Render every row below as a numbered list, with blank lines dropped. Leave the pictures out of the answer.

[Point annotations on photos]
────────────────

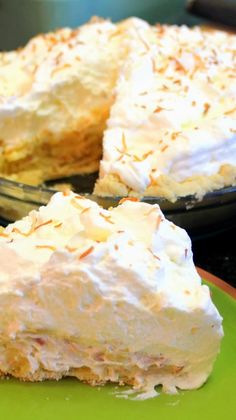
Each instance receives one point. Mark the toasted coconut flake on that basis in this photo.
(106, 218)
(43, 224)
(206, 108)
(164, 148)
(70, 248)
(85, 210)
(66, 193)
(176, 369)
(230, 111)
(4, 235)
(16, 230)
(159, 220)
(58, 225)
(76, 204)
(175, 134)
(51, 247)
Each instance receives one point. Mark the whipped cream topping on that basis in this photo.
(122, 277)
(175, 108)
(61, 78)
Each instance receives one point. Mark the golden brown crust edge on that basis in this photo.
(111, 185)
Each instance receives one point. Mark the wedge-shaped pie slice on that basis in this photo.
(104, 296)
(55, 97)
(172, 128)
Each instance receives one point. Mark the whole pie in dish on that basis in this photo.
(159, 100)
(104, 296)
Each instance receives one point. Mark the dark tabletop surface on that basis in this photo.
(217, 254)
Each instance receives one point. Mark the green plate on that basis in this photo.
(69, 399)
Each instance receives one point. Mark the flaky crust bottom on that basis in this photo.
(166, 187)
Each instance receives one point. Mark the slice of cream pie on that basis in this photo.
(172, 128)
(55, 97)
(104, 295)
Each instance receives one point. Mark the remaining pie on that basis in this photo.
(165, 96)
(104, 295)
(55, 97)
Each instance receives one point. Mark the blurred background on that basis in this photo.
(21, 19)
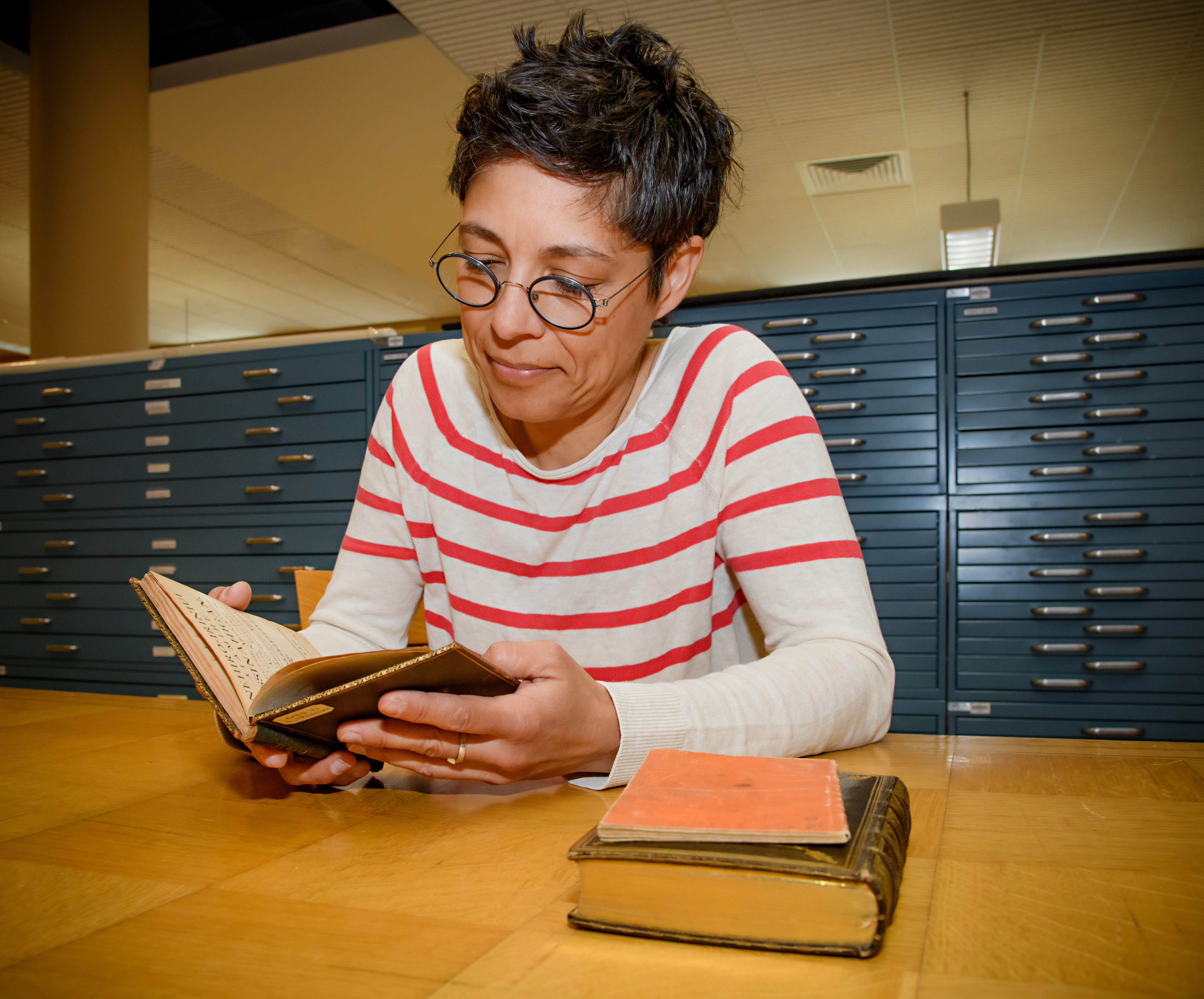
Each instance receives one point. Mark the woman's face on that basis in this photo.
(525, 224)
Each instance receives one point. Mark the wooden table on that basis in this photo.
(143, 857)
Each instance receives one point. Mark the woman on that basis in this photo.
(647, 532)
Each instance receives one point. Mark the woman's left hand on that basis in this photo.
(559, 721)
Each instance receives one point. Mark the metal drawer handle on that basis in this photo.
(1108, 300)
(1060, 321)
(1061, 684)
(1061, 470)
(1115, 629)
(1062, 435)
(1115, 413)
(1060, 398)
(1058, 359)
(1117, 449)
(1129, 337)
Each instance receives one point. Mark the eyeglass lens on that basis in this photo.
(560, 301)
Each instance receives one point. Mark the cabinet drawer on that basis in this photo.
(186, 493)
(1085, 472)
(1082, 555)
(155, 469)
(1088, 321)
(90, 387)
(1137, 407)
(1130, 575)
(1099, 648)
(1053, 591)
(190, 569)
(983, 612)
(1083, 356)
(167, 543)
(286, 433)
(1080, 729)
(46, 600)
(94, 622)
(259, 405)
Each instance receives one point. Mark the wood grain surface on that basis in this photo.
(140, 857)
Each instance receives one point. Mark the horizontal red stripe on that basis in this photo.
(383, 551)
(377, 502)
(783, 430)
(605, 619)
(637, 443)
(674, 656)
(379, 452)
(794, 554)
(795, 493)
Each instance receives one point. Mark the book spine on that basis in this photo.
(185, 659)
(882, 867)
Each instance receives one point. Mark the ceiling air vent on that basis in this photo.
(857, 174)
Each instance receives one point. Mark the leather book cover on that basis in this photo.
(713, 798)
(878, 809)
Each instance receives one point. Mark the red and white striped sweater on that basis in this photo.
(700, 563)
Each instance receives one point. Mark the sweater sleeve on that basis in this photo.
(789, 546)
(377, 583)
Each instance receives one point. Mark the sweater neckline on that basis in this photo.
(616, 437)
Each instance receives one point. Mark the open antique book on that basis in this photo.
(269, 685)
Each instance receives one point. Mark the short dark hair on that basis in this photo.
(617, 111)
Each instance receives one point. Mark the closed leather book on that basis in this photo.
(825, 900)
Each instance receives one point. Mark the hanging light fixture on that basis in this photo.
(970, 230)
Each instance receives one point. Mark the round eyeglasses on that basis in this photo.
(558, 300)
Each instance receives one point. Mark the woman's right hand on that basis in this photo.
(340, 767)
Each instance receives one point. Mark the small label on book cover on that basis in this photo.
(305, 714)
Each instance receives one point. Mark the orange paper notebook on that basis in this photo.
(705, 797)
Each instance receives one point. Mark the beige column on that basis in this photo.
(90, 176)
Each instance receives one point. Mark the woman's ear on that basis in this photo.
(680, 275)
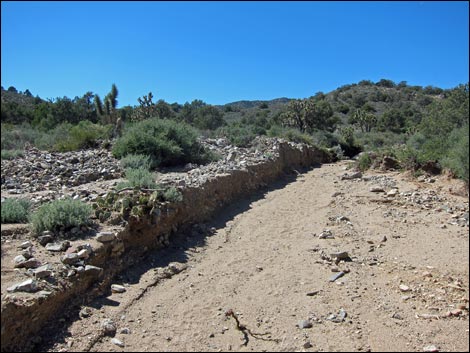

────────────────

**Result of this exercise**
1. Each instance receives one point. Mark the toasted coconut flake on that basis in this photo.
2. (106, 218)
3. (43, 224)
4. (206, 108)
5. (164, 148)
6. (70, 248)
7. (85, 210)
8. (66, 193)
9. (176, 369)
10. (230, 111)
11. (4, 235)
12. (16, 230)
13. (159, 220)
14. (58, 225)
15. (76, 204)
16. (175, 134)
17. (51, 247)
18. Each instance receives one point. Mark the whipped cream topping on that basis in this photo.
19. (122, 277)
20. (175, 108)
21. (61, 78)
22. Each instance receives one point. Mark the golden brown crust edge on that basis in this photo.
23. (111, 185)
24. Each instance receives one point. Mark the wedge-shaped pie slice on that basis in this photo.
25. (104, 296)
26. (55, 97)
27. (172, 128)
28. Each instance receives one point. Mark the whole pie in dish on that basis in this photo.
29. (159, 100)
30. (104, 296)
31. Each instance receives one point. Mark the dark tabletop surface on that basis in this photo.
32. (217, 254)
33. Each instance receives one point. Mark the green plate on that basis in this photo.
34. (69, 399)
35. Each instance receives one point. Mark the flaky crust bottom on that basis in this photo.
36. (166, 187)
37. Each instance receives one point. Mark the slice of cream pie on that basis in this photo.
38. (172, 128)
39. (55, 97)
40. (104, 295)
41. Each instance receives one point. Mark the remaining pie on that basis in this photo.
42. (165, 96)
43. (104, 295)
44. (55, 97)
45. Each instance receives one point. Mark the blurred background on that basis in this photo.
46. (21, 19)
47. Each instance receives one point. Mark the woman's face on that basis in this photo.
48. (525, 224)
49. Each instance receives one point. Mark the wooden table on that basis in this photo.
50. (143, 857)
51. Each instance receives one point. Mark the woman on that basis in this photo.
52. (647, 532)
53. Each instance receives one point. Mark the woman's left hand on that basis in this photo.
54. (559, 721)
55. Each instance receives one point. Mark the metal drawer handle on that basis in this photo.
56. (1108, 300)
57. (1060, 321)
58. (1061, 684)
59. (1061, 470)
60. (1115, 629)
61. (1062, 435)
62. (1115, 413)
63. (1060, 398)
64. (1058, 359)
65. (1117, 449)
66. (1129, 337)
67. Each instance receives one point. Mark the eyeglass lens on that basis in this photo.
68. (560, 301)
69. Each instance receives one point. Mark the cabinet drawer on that basis in this photo.
70. (186, 493)
71. (1085, 472)
72. (1082, 555)
73. (155, 469)
74. (1088, 321)
75. (90, 387)
76. (1137, 407)
77. (1130, 575)
78. (1099, 648)
79. (1053, 591)
80. (190, 569)
81. (983, 612)
82. (1083, 356)
83. (167, 543)
84. (286, 433)
85. (1080, 729)
86. (46, 600)
87. (94, 622)
88. (259, 405)
89. Each instance receives one point. Mark the wood grain surface on that basis in this photo.
90. (140, 857)
91. Each instance receives one point. Mark the horizontal red stripe on that basis in this photo.
92. (383, 551)
93. (377, 502)
94. (783, 430)
95. (605, 619)
96. (637, 443)
97. (674, 656)
98. (379, 452)
99. (794, 554)
100. (795, 493)
101. Each instance receives one point. Mark the book spine on that basis in this photo.
102. (185, 659)
103. (882, 867)
104. Each instance receives one point. Mark the ceiling air vent on that basis in this photo.
105. (857, 174)
106. Each instance receives one point. Mark the leather book cover on that basis in this photo.
107. (713, 798)
108. (878, 809)
109. Each instance receives one point. Mark the red and white striped sweater on that basis in this photo.
110. (700, 563)
111. Each instance receives one point. Mark the sweater sleeve on that basis in this photo.
112. (789, 546)
113. (377, 583)
114. Each instance receives one point. Mark the sweater neckline on that basis in this photo.
115. (616, 437)
116. Each instance receives one point. Mark the open antique book on that basis in this photo.
117. (269, 685)
118. Each instance receives one point. Mark the short dark hair on that basis in this photo.
119. (617, 111)
120. Each instance receives one point. Mark the closed leather book on that basis in this photo.
121. (825, 900)
122. Each instance receives one point. Mark the hanging light fixture on that basis in this photo.
123. (970, 230)
124. Each instance receives one point. Mark the round eyeglasses on that basis in this photo.
125. (558, 300)
126. Each instance receives one point. Mark the woman's right hand on that basis in this photo.
127. (340, 767)
128. Each instance receives one point. Mark the small label on book cover on that basis in this photo.
129. (305, 714)
130. Each instance receives one point. Mark the orange paper notebook on that basis in this photo.
131. (705, 797)
132. Each instance receives one point. Mark the beige column on that basis in this photo.
133. (90, 176)
134. Each instance receives one point. Mark the woman's ear on that basis in this photo.
135. (680, 275)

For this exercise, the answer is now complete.